Thanksgiving, mothers, food and unspoken love

Ancestors' Song by Maria Mazziotti Gillan

Ancestors’ Song by Maria Mazziotti Gillan

A friend of mine went to a conference in New York City a few weeks back, where she saw the poet, Maria Mazziotti Gillan.  When she returned, she had thoughtfully brought me back a copy of Gillan’s latest collection, Ancestors’ Song, with a lovely note on the title page (which I didn’t discover until I had read most of it two or three times.)

The poems are powerful. They are heart-wrenching and thought provoking and memory inducing.

Anyway, I thought I would share one with you. (I hope that Ms. Gillan does not mind.)

Even if you claim not to like poetry, read this one anyway. It is not a thanksgiving day poem, but a poem about mothers and food and abundance and unspoken love, things that are often intertwined during this holiday which so heavily focuses on the kitchen and table.

[Exercise task A]
Answer these questions using the post:
(i) Where did the friend see the poet Maria Mazziotti Gillan?
(ii) When did the writer discover the note on the title page?
(iii) What does the post say the shared poem is about?
[Exercise task B]
Transcribe the post from "Ancestors' Song by" up to and including "or three times.)".
The records have no connection to the post above.

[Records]
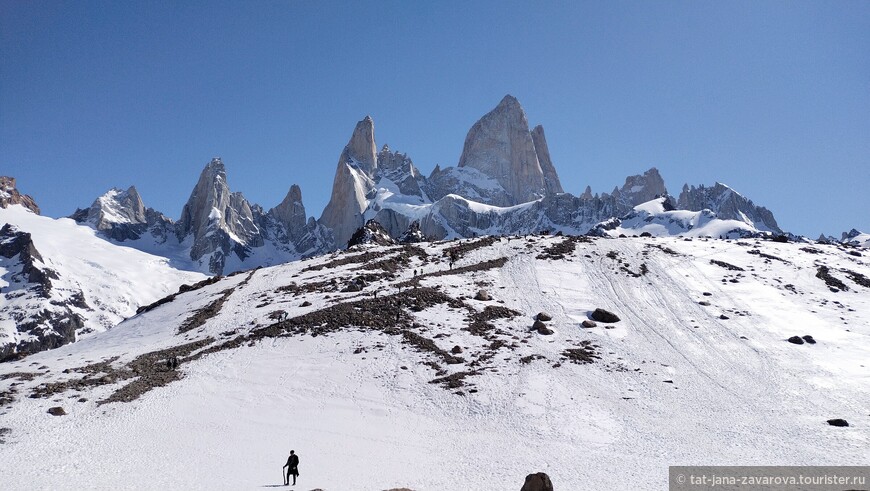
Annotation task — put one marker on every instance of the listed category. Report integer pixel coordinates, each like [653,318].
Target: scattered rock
[537,482]
[56,411]
[795,340]
[602,315]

[Right answer A]
(i) At a conference in New York City.
(ii) Not until the writer had read most of the book two or three times.
(iii) Mothers and food and abundance and unspoken love.

[Right answer B]
Ancestors' Song by Maria Mazziotti Gillan

Ancestors’ Song by Maria Mazziotti Gillan

A friend of mine went to a conference in New York City a few weeks back, where she saw the poet, Maria Mazziotti Gillan.  When she returned, she had thoughtfully brought me back a copy of Gillan’s latest collection, Ancestors’ Song, with a lovely note on the title page (which I didn’t discover until I had read most of it two or three times.)